Can you turn the items below into a two-column CSV with the headers "prompt" and "response", giving one row per item? Put each item's full text in the "prompt" field and its answer in the "response" field, quote every field, and replace any line breaks inside a field with spaces.
[START SOURCE MATERIAL]
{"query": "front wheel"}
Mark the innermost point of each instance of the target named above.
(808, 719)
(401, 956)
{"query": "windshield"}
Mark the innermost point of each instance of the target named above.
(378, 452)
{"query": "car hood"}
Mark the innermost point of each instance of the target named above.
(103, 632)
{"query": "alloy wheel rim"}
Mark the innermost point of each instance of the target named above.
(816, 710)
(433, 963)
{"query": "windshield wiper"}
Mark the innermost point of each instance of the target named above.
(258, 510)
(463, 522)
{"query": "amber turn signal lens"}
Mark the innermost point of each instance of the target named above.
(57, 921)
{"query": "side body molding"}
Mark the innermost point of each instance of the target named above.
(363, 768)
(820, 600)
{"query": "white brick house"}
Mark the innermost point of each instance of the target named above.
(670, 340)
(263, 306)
[END SOURCE MATERIAL]
> _EXERCISE SOLUTION_
prompt,response
"{""query"": ""front wheel""} Mark the innermost point of each instance of the target named above.","(808, 719) (401, 956)"
"{""query"": ""windshield""} Mark the innermost point of each instance of the target named above.","(378, 452)"
"{""query"": ""car hood""} Mark the innermost point of each instance of the target named above.","(103, 632)"
"{""query"": ""alloy wheel rim""} Mark the innermost point of each instance of the target named above.","(816, 710) (433, 963)"
"{""query"": ""windshield wiper""} Mark the innermost point of each instance of the target named above.","(258, 510) (463, 522)"
"{""query"": ""amber turn signal lens""} Mark the innermost point of each instance of the target named above.","(57, 921)"
"{""query"": ""side body molding""} Mark the innermost point of each instance of the target named above.","(363, 768) (820, 600)"
"{""query"": ""white brick house""} Mark the innermost point of each instance of the target named above.","(670, 340) (263, 306)"